== Teks yang Diberikan ==

Oleh: Japti Ardiani
(Pemerhati Generasi dan Anggota Revowriter)
Tidak hanya kompor masakan saja yang panas, ternyata “Dunia Perpolitikan” kini pun mulai memanas juga. Seperti yang diberitakan dan sangat ramai di dunia maya tentang memanasnya perang kata semisal “sontoloyo” dan “gendruwo”, kini muncul pula kata “tuli” dan “budek” yang diucapkan oleh Cawapres kita yaitu KH. Ma’ruf Amin. Seperti yang dilansir dalam (Liputan6.com,10/11/2018) tentang pernyataan atau ucapan Ma’ruf Amin yang pada intinya mengatakan bahwa orang-orang yang tidak bisa melihat hasil kinerja Jokowi dan prestasi yang telah ditorehkan berarti dia adalah orang-orang yang budek, tuli dan bisu. Dan dengan mencuatnya kabar tersebut tidak sedikit yang menyayangkan tentang ucapan yang keluar dari mulut yang notabene adalah seorang ulama yang disegani.

===

* [Tujuan] Tuliskan ulang seluruh teks di atas tentang ucapan KH. Ma’ruf Amin tanpa mengubah satu kata atau tanda baca pun.

== Catatan Data ==

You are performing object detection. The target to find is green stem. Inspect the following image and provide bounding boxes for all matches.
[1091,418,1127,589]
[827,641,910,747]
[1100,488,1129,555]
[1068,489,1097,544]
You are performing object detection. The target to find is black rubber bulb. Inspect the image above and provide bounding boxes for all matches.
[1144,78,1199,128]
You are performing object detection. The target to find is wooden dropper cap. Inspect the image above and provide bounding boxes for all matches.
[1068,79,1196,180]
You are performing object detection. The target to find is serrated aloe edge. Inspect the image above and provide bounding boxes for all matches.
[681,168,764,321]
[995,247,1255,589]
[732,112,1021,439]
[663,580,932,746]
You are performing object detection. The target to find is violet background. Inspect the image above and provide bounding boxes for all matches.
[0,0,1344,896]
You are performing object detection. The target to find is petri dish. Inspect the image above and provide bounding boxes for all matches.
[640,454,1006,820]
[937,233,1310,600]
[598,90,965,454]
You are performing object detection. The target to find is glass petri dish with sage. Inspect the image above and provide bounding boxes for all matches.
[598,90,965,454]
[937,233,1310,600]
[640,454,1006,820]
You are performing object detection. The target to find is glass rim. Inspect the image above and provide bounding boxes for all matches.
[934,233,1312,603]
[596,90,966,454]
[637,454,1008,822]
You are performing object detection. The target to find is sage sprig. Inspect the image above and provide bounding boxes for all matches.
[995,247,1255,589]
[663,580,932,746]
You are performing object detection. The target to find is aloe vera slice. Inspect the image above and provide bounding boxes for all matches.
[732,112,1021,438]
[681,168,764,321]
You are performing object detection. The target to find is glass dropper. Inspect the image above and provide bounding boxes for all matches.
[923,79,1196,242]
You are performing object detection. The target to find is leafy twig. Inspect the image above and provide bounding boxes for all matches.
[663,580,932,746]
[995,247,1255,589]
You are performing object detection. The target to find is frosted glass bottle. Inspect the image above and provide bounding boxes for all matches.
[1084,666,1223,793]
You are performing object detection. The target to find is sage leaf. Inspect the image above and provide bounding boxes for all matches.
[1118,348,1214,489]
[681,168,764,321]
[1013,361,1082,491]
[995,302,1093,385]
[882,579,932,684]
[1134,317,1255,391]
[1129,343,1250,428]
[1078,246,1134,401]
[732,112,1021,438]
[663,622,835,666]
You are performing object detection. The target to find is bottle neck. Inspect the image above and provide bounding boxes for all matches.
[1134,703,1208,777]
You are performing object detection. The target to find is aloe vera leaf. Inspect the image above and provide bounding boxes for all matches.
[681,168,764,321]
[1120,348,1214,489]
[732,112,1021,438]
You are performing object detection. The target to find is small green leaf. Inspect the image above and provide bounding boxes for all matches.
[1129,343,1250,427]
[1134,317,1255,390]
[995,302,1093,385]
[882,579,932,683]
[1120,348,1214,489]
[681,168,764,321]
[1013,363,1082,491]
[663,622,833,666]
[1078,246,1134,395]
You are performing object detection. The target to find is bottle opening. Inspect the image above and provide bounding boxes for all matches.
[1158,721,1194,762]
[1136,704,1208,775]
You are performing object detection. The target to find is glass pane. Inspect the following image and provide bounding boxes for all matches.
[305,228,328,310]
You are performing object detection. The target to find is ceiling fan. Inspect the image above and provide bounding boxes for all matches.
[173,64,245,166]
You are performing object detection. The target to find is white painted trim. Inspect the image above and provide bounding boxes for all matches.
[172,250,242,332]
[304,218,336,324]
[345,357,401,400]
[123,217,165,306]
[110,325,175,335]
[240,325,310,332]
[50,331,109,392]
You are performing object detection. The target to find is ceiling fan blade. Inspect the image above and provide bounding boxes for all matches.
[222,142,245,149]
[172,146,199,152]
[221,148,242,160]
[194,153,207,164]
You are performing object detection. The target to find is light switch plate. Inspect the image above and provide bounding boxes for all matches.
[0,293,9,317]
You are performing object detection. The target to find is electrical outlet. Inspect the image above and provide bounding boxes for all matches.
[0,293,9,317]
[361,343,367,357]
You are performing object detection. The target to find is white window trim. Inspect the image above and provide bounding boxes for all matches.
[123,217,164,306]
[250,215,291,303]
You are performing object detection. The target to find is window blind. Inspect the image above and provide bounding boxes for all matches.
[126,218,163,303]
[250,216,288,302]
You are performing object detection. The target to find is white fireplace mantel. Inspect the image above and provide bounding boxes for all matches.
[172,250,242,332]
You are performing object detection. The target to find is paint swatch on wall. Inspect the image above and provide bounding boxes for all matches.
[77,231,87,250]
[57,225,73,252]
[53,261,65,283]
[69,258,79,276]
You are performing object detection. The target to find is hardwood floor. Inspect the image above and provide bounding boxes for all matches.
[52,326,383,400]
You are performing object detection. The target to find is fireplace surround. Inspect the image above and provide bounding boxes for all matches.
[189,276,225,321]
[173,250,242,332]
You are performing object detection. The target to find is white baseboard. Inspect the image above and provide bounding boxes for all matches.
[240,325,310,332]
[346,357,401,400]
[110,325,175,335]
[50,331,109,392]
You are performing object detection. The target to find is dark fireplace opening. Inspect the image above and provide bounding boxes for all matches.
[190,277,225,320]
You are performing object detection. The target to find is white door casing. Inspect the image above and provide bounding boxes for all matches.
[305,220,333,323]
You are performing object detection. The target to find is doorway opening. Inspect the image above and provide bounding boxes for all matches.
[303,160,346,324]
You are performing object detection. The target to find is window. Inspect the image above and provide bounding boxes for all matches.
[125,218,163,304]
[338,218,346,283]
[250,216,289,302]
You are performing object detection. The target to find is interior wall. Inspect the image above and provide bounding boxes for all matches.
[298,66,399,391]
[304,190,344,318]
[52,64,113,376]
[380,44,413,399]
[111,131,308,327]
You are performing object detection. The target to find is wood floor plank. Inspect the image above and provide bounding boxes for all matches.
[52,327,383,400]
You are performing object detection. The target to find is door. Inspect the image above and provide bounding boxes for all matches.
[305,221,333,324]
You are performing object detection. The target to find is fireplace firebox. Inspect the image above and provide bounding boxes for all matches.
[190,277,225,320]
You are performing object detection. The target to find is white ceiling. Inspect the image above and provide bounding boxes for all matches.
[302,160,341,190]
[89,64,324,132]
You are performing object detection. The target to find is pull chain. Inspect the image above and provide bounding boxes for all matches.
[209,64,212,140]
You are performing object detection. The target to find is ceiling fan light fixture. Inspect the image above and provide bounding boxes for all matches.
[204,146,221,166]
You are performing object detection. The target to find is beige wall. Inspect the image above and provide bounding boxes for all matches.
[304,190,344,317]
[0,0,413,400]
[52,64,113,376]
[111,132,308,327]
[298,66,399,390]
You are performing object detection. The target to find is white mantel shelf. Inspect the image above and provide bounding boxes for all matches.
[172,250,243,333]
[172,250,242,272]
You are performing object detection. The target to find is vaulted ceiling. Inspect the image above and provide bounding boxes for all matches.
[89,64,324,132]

===

* [Jawaban Tugas]
Oleh: Japti Ardiani
(Pemerhati Generasi dan Anggota Revowriter)
Tidak hanya kompor masakan saja yang panas, ternyata “Dunia Perpolitikan” kini pun mulai memanas juga. Seperti yang diberitakan dan sangat ramai di dunia maya tentang memanasnya perang kata semisal “sontoloyo” dan “gendruwo”, kini muncul pula kata “tuli” dan “budek” yang diucapkan oleh Cawapres kita yaitu KH. Ma’ruf Amin. Seperti yang dilansir dalam (Liputan6.com,10/11/2018) tentang pernyataan atau ucapan Ma’ruf Amin yang pada intinya mengatakan bahwa orang-orang yang tidak bisa melihat hasil kinerja Jokowi dan prestasi yang telah ditorehkan berarti dia adalah orang-orang yang budek, tuli dan bisu. Dan dengan mencuatnya kabar tersebut tidak sedikit yang menyayangkan tentang ucapan yang keluar dari mulut yang notabene adalah seorang ulama yang disegani.